Reproduce the data from the line containing "Would you be able to point out the house in" through the end of the data, inclusive, changing each "house" to "home" and leaving everything else unchanged.

■ ■ ■ ■ ■

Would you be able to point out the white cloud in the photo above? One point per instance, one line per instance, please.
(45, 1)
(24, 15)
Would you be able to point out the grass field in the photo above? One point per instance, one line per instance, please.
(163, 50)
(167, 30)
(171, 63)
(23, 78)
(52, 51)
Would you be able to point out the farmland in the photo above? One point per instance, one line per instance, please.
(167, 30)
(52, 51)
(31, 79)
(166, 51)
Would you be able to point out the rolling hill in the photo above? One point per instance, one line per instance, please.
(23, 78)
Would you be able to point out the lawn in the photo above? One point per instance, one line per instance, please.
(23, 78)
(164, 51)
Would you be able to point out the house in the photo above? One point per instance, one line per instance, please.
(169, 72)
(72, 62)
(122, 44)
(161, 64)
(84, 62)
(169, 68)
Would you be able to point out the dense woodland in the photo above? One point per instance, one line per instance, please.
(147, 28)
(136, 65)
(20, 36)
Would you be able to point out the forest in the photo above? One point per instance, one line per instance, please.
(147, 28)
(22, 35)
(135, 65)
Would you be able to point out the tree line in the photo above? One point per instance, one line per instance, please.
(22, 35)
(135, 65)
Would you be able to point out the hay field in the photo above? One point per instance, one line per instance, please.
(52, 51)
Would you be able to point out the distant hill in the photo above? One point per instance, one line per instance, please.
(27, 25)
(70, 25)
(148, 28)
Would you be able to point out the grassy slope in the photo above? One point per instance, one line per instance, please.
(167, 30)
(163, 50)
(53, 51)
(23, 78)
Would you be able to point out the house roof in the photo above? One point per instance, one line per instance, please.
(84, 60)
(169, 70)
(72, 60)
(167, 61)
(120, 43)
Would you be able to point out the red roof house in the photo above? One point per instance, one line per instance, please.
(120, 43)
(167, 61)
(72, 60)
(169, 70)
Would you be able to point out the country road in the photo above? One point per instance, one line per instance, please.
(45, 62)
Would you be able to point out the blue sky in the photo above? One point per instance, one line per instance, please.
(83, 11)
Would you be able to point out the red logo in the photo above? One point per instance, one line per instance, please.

■ ■ ■ ■ ■

* FULL ANSWER:
Would you be able to point out the home in the photo above? One point per instance, one line per instance, please.
(169, 72)
(72, 62)
(122, 44)
(161, 64)
(84, 62)
(169, 68)
Would you be able to point out the dense woodland in the photo above? One point per instance, one line per instance, please.
(147, 28)
(136, 65)
(20, 36)
Would you be able to point out the forest in the photo above? One point per instance, one line per instance, please.
(147, 28)
(22, 35)
(135, 65)
Would you be able to point out the tree line in the photo above? One point per instance, one line per instance, please.
(22, 35)
(135, 65)
Would you be able to point out the hay field in the photo above? One point per instance, one line per instance, please.
(52, 51)
Would you be able to point out the distant hill in the photo above? One point per instance, one line per instance, please.
(27, 25)
(70, 25)
(148, 28)
Would you be able to point out the grassy slope in the photo above? One point per instance, one line per instance, please.
(167, 30)
(163, 50)
(53, 51)
(23, 78)
Would you be able to point out the home roof in the photo above? One point per instance, one line per instance, please.
(84, 60)
(169, 70)
(72, 60)
(167, 61)
(120, 43)
Would you be able to point out the red roof home in the photo above? One point per instance, one line per instance, please.
(120, 43)
(167, 61)
(72, 60)
(169, 70)
Would you be able to point out the country road in the photo above? One point per instance, one line per instance, please.
(45, 62)
Would you be able to point out the blue sky in the photo above? One point per instance, one line per instance, please.
(83, 11)
Would you be able to point out the red logo in the photo above? One point per instance, one line per instance, please.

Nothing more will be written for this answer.